Segundo denunciado pelo sindicato que atende a categoria, os empregados da região de Sorocaba percorrem longas distâncias portando grande volume de peso. De acordo com a entidade, em média, cada carteiro caminha aproximadamente 15 quilômetros sobrecarregados com peso sobre os ombros (que supera os 12 quilos), em violação ao edital de concurso, que prevê um percurso de até 7 quilômetros por dia.

Para instruir o processo de investigação, o MPT juntou decisões judiciais de casos individuais, cuja perícia aponta para a relação do carregamento de peso por longas distâncias e doenças lombares contraídas pelos trabalhadores que ingressaram com as ações pleiteando indenização por invalidez ou afastamento compulsório.

Eis um trecho de um trabalho pericial realizado para a Justiça do Trabalho: existe um estresso (sic) físico e psicológico com consequentes lesões osteo-musculares devido ao longo percurso diário com transporte de carga [...]. Após avaliarmos clinicamente o reclamante (trabalhador) e analisarmos as documentações apresentadas pelas partes concluímos que o reclamante é portador de patologia em coluna dorso-lombar e nos membros superiores, em decorrência das atividades de carteiro.

◆ ◆ ◆ ◆ ◆

TAREFA: Transcreva literalmente, do texto sobre a sobrecarga dos carteiros, o trecho que se inicia com as palavras que contêm "Segundo denunciado pelo" e termina em "quilômetros por dia.". Os registros provêm de uma fonte diferente da do texto.

Entradas do conjunto de dados:
◆ ◆ ◆ ◆ ◆

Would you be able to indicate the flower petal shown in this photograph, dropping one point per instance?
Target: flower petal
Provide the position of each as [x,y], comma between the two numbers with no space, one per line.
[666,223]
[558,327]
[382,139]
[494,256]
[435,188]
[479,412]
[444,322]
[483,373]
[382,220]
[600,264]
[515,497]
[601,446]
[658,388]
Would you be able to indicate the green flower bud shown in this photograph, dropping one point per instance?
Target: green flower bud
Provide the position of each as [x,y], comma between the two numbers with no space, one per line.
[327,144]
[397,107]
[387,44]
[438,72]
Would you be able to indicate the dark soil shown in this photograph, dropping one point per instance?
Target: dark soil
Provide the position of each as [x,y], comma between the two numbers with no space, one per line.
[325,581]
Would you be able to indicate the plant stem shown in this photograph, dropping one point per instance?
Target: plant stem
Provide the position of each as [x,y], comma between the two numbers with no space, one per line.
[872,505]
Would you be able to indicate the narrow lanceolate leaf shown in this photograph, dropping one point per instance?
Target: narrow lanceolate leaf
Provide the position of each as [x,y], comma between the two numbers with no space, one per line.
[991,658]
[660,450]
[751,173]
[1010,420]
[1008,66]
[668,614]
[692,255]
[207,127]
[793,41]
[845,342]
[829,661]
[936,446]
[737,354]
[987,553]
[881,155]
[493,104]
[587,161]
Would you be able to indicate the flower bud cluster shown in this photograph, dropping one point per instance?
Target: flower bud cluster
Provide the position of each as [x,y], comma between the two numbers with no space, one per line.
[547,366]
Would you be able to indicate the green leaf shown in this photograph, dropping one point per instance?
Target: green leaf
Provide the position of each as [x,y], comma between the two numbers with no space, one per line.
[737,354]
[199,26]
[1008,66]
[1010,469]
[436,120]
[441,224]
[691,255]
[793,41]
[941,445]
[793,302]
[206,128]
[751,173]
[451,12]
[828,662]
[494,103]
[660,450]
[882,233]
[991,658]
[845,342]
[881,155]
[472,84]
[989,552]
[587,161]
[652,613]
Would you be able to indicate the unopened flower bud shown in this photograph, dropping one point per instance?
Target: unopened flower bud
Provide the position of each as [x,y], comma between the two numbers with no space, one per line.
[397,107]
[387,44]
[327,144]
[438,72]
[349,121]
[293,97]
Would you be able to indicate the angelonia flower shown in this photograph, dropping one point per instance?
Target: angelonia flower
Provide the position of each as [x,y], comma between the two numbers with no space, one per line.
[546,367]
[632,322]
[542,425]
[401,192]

◆ ◆ ◆ ◆ ◆

SUA SOLUÇÃO:
Segundo denunciado pelo sindicato que atende a categoria, os empregados da região de Sorocaba percorrem longas distâncias portando grande volume de peso. De acordo com a entidade, em média, cada carteiro caminha aproximadamente 15 quilômetros sobrecarregados com peso sobre os ombros (que supera os 12 quilos), em violação ao edital de concurso, que prevê um percurso de até 7 quilômetros por dia.